ACTIVITY. Pictures appear among the records. Write out all else exactly as it stands.

MATERIAL TO PROCESS.
======

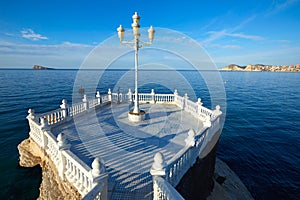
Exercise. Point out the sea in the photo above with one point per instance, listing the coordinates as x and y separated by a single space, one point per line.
260 140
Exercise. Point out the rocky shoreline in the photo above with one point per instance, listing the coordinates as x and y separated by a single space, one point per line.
51 187
262 68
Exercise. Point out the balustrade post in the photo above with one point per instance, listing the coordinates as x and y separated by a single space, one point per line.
185 100
158 169
44 124
217 111
64 107
98 169
62 143
85 102
207 122
109 95
44 127
199 103
190 140
98 97
30 114
129 95
159 165
152 96
176 97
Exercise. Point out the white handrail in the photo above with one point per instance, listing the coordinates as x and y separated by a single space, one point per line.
162 190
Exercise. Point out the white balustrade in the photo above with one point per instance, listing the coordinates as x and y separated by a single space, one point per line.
68 165
92 183
93 103
162 190
76 109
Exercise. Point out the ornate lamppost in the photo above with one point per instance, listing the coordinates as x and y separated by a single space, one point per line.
136 114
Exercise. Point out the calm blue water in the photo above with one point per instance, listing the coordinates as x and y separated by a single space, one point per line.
260 140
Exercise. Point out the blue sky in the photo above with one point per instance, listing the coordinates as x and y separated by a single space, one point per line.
61 34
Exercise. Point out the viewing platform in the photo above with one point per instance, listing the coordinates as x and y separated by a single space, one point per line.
100 152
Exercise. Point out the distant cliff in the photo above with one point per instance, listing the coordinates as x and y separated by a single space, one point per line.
262 68
38 67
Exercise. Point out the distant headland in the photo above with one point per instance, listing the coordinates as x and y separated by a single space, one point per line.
262 68
38 67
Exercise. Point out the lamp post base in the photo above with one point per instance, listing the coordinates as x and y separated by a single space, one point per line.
136 117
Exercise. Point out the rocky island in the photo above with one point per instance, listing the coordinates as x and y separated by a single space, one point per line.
262 68
38 67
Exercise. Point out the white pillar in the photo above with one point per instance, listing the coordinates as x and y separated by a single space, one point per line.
85 102
185 100
136 108
152 96
129 95
159 165
98 97
109 95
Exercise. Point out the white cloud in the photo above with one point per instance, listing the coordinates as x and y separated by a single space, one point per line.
64 55
31 35
277 7
225 46
218 34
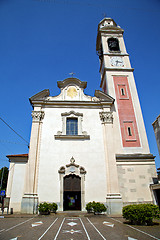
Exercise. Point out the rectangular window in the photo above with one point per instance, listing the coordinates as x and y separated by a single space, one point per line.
72 126
129 131
122 92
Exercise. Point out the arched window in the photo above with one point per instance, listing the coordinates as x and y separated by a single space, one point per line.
72 126
113 44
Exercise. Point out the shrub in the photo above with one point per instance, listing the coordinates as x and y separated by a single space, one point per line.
53 207
141 214
95 207
89 207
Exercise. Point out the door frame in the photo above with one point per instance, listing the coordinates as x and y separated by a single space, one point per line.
74 169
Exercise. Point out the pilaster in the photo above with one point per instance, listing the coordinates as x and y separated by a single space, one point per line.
113 197
30 198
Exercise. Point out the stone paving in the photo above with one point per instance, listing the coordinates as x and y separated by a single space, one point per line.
66 226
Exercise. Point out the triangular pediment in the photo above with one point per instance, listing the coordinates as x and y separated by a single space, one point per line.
40 96
103 96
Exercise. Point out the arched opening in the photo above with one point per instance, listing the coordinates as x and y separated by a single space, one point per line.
72 192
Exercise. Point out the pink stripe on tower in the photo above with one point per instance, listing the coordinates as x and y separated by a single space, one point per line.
129 130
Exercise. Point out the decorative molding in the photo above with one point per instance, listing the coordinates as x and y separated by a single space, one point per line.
106 117
80 137
69 168
37 116
62 133
66 114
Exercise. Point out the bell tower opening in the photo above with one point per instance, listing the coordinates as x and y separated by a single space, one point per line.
72 192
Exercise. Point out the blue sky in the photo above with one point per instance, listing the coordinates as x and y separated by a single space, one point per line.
42 41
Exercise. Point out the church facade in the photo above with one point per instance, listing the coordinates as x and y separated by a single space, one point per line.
85 148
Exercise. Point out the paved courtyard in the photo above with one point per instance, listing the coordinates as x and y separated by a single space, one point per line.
65 227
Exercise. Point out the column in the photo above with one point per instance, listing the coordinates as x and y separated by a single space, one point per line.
113 198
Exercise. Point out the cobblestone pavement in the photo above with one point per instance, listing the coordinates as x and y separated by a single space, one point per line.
63 227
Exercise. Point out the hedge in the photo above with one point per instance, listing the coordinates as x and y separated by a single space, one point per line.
141 214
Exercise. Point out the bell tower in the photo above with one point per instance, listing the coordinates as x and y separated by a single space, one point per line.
125 140
117 80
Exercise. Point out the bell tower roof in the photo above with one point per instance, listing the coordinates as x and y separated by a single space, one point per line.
109 26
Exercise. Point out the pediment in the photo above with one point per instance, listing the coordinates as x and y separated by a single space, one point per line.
72 81
103 96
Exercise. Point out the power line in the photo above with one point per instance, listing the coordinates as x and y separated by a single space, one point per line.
14 130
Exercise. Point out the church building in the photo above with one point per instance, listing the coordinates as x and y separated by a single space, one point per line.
87 148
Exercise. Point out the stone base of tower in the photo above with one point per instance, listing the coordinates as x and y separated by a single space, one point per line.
114 203
29 204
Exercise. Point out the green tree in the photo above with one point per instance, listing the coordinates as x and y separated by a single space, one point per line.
3 178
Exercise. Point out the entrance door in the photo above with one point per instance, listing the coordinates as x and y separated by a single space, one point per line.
72 193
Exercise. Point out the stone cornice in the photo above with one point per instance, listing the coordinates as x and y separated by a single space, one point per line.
72 137
18 158
90 104
67 81
134 157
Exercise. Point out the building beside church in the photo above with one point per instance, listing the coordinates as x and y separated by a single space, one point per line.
156 127
85 148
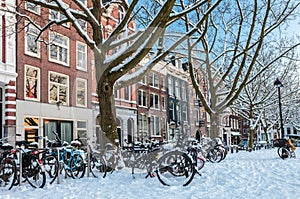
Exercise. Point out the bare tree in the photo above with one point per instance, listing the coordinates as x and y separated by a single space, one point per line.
114 70
259 99
229 44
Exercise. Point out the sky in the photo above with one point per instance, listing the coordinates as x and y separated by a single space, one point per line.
257 174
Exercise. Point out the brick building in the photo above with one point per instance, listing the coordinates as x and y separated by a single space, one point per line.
7 71
54 82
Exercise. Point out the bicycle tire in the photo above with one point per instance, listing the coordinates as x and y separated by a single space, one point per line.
77 166
34 174
50 164
140 167
175 168
98 166
283 153
8 172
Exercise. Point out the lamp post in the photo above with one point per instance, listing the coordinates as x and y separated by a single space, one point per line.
278 84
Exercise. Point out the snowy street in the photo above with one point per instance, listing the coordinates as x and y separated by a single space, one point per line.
259 174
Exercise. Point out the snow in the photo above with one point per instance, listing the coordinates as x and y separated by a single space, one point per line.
256 174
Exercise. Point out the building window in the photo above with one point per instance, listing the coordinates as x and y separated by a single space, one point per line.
127 91
143 127
121 13
171 111
33 8
82 131
31 127
153 80
143 80
32 46
142 98
81 92
178 112
154 101
170 86
32 82
83 24
81 56
197 115
184 112
162 83
288 129
177 93
155 126
117 94
163 103
184 93
58 88
59 49
58 16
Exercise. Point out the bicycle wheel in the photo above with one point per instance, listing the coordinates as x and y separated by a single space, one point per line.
128 157
141 167
283 152
50 164
200 162
215 155
34 174
175 168
98 166
77 166
8 172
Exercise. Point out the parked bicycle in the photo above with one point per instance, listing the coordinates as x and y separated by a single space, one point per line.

======

OUTPUT.
Exercise. Point out the sea in the photo above with one point per instance, listing the coordinates as x and y separated by a single space, one point per line.
260 140
Exercise. Point out the rocky shoreline in the photo above with one point per instance, listing the coordinates as x and y separated by a single space, one point per line.
51 187
262 68
Exercise. Point out the balustrade post in the photo above with one point per instance, listing the coordinates as x and y separated by a single space, one point per line.
185 100
158 169
44 124
217 111
64 107
98 169
62 143
85 102
207 122
109 95
44 127
199 103
190 140
98 97
30 114
129 95
159 165
152 96
176 97
Exercise. Point out the white handrail in the photo above with one point per instance, listing the coordinates as x and y separated by a single space, one point per line.
162 190
Exercise. Point out the white balustrade in the photo above with one point per instance, listing the coordinates as x and y separated by a single space, one point per line.
68 165
92 183
93 103
162 190
76 109
Exercise. Point out the ornate lamppost in the photo above with one point per instance, listing the coordinates as x and y separated by a single space, one point per line.
136 114
Exercise. Point out the calm blue water in the photo above with one point per instance, listing the coordinates as x and y separated by a single space, one point per line.
260 140
Exercise. Point out the blue sky in the photo above with one point per instance, listing the coordinates as x and y separated by a single space, one point per line.
61 34
Exercise. Point out the viewing platform in the photo above with one point per instance, listing the coordinates as x and y separated by a single space, one point per line.
100 152
Exercise. Point out the distant cliff in the photo above with one point per instance, listing the coordinates as x and y separated by a single space, one point per line.
262 68
38 67
Exercise. Point out the distant headland in the photo above with one point per instance, listing the coordinates as x and y separated by a single space, one point per line.
262 68
38 67
Exercise. Point out the lamp post base in the photo above with one point per instance, listing the coordinates as x and y separated by a single space, one point per line.
136 117
Exercise. Point out the rocky island in the photo above with one point per instance, listing the coordinates as x and y separated by a single space, one point per line.
262 68
38 67
Exercise. Point out the white pillar in the photo above with one point per instance, listing the coordinates as x and y separated by a single space, one point per line.
85 102
185 100
136 108
152 96
129 95
159 165
98 97
109 95
Exercise. Point out the white cloud in the photo above with one point per instance, listing the coordinates as x and y separated by a single space, one point per line.
64 55
31 35
277 7
225 46
218 34
Exercise. Point out the rectangular window in the photo above with one point per instance, listing the coordinates as x and y separated by a single space, one point per line.
72 126
129 131
122 92
Exercise. Point out the arched window in the photo above with one point per instance, listing the coordinates as x and y separated by a single space, one point per line.
72 126
113 44
Exercise. Point out the shrub in the photo above with one point per instance, listing the coordinates as x and y separated by a single space, one point per line.
53 207
141 214
95 207
89 207
Exercise. Point out the door frame in the photo above with one point per instance, listing the coordinates as x and y separated by a single space, one point per line.
74 169
Exercise. Point out the pilaster in the photo above with one point per instance, listing the coordinates as x and y separated by a single space, one point per line.
113 197
30 198
Exercise. Point out the stone paving in the photo above with one point per instance, listing the coordinates as x and y separated by a single space, one point per line.
66 226
Exercise. Point out the triangular pediment in the photo above with one point per instance, listing the coordinates as x and y separated by a single space, one point per line.
40 96
103 96
Exercise. Point out the arched opening in the photo above with one point per instance, listing the coordinates as x and y separated by a single space, one point per line.
72 192
Exercise. Point out the pink stripe on tower in the photo above with one point per instance, listing the coordinates as x and y separated by a single space, one point per line.
129 130
Exercise. Point out the decorative molding in the photo above with one point per instance, listing the coordinates as x and y separated by a single space, one point per line.
106 117
80 137
69 168
37 116
62 133
66 114
Exercise. Point out the bell tower opening in the photo above with one point per instance, listing the coordinates as x and y separated by a single space, one point per line.
72 192
Exercise. Point out the blue sky in the photo above with one point per instance, listing the coordinates as x and y separated by a single space, one point per line.
42 41
Exercise. Point out the church facade in the photo above with one point per instance, listing the coordinates as x and y separated by a single space, one point per line.
85 148
Exercise. Point out the paved courtyard in the photo above with one point per instance, listing the coordinates as x and y separated by a single space, one point per line.
65 227
Exercise. Point out the column in the photo above with one point per instance, listing the coordinates as x and y separated by a single space, one point per line.
113 198
Exercise. Point out the cobblestone pavement in the photo above with one point per instance, listing the coordinates as x and y separated by a single space, one point per line.
63 227
Exercise. Point out the hedge in the photo above with one point per instance, listing the coordinates as x and y separated by a single space, one point per line.
141 214
Exercise. Point out the bell tower in the photo above with one point per instance, listing the coordinates as x and y separated by a single space, one point per line.
125 140
117 80
Exercise. Point out the bell tower roof in the photo above with one point per instance, listing the coordinates as x and y separated by a single space, one point per line.
109 26
Exercise. Point out the pediment in the photo above with one point per instance, listing the coordinates as x and y separated by a single space, one point per line.
72 81
103 96
Exercise. Point out the power line in the photo above with one point per instance, listing the coordinates as x and y separated by a single space, one point per line.
14 130
Exercise. Point out the church building in the photo above with one point per instance, listing the coordinates as x and y separated by a single space, one point per line.
87 148
Exercise. Point out the stone base of tower in the photo above with one point per instance, listing the coordinates as x and y separated by a single space, one point per line.
114 203
29 204
Exercise. Point out the green tree in the photo above with one point per instance, listing the coordinates as x and y separated by a single space, one point per line.
3 178
Exercise. Point out the entrance door in the photo above with one point per instance, listing the coordinates as x and y separated by a single space, one point per line.
72 193
Exercise. Point out the stone cornice in the photo above with one point per instance, listing the coordinates as x and y separated by a single space, one point per line.
72 137
18 158
90 104
67 81
134 157
Exercise. Point out the building beside church in the photo above with one point per instance, listing the coordinates as x and y separated by a single space, one point per line.
156 127
85 148
Exercise. Point out the bare tree in the photo above with one point per instance, listing the coordinates as x and y separated by a single space, one point per line.
114 70
259 99
229 44
Exercise. Point out the sky in the photo above with one point per instance, listing the coordinates as x and y separated by a single space, one point per line.
257 174
Exercise. Point out the brick building in the photo above with one point per instance, listing the coordinates as x and y separated by a single space, one point per line.
7 71
54 82
Exercise. Point out the bicycle tire in the photo above with one point per instance, listing the coordinates as x and y separated by a single space, one point per line.
77 166
34 174
50 164
140 167
175 168
98 166
283 153
8 172
Exercise. Point out the lamp post in the photo above with one point per instance, listing the coordinates as x and y separated by a single space, one point per line.
278 84
Exercise. Point out the snowy street in the photo above with one point per instance, listing the coordinates as x and y separated by a single space, one point per line.
259 174
Exercise. Point out the snow in the photo above with one point per instance, listing the coordinates as x and y separated by a single space, one point per line.
256 174
Exercise. Point out the building window in the photo above with one point per instance, listing the coordinates as x and y separated by a single space, one point per line.
127 91
143 127
121 13
171 111
33 8
82 131
31 127
153 80
143 80
32 46
142 98
81 92
178 112
154 101
170 86
32 82
83 24
81 56
197 115
184 112
162 83
288 129
177 93
155 126
117 94
163 103
184 93
58 88
59 49
58 16
Exercise. Point out the bicycle wheel in the photo above with one point per instance, listing the coordinates as x and y separated by a single space, one point per line.
128 157
141 167
283 152
50 164
200 162
215 155
34 174
175 168
98 166
77 166
8 172
Exercise. Point out the parked bicycle in the photo above with one point per instance, listing the coordinates as x and y separated by a single space, one point per line.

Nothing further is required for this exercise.